→ **EXTRACTED INFORMATION**:
start

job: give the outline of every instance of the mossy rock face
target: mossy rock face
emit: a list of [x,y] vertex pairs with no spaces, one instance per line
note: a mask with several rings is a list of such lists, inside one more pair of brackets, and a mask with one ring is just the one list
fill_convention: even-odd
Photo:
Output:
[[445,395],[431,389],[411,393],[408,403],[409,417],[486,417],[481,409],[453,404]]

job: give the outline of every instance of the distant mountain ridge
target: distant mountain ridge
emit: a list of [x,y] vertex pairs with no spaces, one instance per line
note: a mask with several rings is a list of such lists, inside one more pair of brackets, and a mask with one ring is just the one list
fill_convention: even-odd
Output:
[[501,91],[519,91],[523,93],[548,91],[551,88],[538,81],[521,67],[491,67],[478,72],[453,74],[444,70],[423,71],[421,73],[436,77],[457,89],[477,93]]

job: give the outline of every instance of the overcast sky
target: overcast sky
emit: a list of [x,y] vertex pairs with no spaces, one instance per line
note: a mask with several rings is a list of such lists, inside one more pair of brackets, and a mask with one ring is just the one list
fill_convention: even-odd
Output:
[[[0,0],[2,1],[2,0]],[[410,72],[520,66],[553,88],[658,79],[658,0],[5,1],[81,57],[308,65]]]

end
start

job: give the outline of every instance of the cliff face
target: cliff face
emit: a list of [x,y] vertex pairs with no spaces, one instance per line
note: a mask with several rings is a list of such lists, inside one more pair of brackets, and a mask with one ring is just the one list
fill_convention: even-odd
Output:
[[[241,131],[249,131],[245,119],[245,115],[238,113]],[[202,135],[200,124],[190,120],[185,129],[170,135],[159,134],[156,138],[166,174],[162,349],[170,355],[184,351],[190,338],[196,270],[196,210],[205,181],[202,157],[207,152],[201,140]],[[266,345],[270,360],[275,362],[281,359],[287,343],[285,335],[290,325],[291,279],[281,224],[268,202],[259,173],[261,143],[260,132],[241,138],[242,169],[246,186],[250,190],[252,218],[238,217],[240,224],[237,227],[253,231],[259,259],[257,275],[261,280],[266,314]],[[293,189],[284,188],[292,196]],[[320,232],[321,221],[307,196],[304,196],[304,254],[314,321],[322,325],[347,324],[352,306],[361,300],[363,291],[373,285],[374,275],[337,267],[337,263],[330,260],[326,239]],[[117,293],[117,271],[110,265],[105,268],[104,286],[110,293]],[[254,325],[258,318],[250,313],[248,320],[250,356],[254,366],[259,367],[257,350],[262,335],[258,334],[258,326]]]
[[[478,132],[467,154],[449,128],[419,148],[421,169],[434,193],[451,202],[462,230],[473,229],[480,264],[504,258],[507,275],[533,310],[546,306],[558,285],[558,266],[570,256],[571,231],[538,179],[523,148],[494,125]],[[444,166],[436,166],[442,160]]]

end
start

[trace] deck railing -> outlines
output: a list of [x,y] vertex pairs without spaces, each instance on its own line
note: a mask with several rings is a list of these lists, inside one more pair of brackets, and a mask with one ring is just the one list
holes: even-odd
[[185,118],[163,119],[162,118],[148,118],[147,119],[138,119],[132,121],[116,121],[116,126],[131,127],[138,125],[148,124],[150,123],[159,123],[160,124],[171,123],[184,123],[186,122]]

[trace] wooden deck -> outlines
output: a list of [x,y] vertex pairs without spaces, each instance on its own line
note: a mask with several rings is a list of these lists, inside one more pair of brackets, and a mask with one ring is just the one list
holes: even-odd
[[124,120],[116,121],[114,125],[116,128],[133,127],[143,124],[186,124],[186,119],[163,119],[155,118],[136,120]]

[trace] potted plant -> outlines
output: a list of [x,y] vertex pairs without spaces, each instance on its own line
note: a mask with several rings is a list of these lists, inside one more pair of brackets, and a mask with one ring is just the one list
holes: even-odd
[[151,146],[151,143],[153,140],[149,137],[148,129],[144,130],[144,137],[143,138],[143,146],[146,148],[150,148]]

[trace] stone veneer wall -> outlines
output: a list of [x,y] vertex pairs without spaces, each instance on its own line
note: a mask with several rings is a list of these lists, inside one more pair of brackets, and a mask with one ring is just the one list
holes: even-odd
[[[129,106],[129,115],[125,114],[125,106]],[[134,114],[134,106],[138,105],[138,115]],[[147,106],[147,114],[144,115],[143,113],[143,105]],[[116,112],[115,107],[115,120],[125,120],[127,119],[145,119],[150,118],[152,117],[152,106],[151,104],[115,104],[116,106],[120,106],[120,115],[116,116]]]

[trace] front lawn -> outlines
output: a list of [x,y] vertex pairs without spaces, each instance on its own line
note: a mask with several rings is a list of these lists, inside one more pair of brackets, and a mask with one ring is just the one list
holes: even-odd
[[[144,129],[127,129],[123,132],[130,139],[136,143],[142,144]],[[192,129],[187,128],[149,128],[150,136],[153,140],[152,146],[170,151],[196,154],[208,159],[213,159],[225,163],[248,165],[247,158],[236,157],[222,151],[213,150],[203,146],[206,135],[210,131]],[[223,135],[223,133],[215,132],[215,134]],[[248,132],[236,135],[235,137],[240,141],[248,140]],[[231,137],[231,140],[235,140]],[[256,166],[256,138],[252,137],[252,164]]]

end

→ **THE EXERCISE**: State how many lines in the material above contain the string "mountain". Reply with the number only.

→ **RESULT FOR THIS EXERCISE**: 2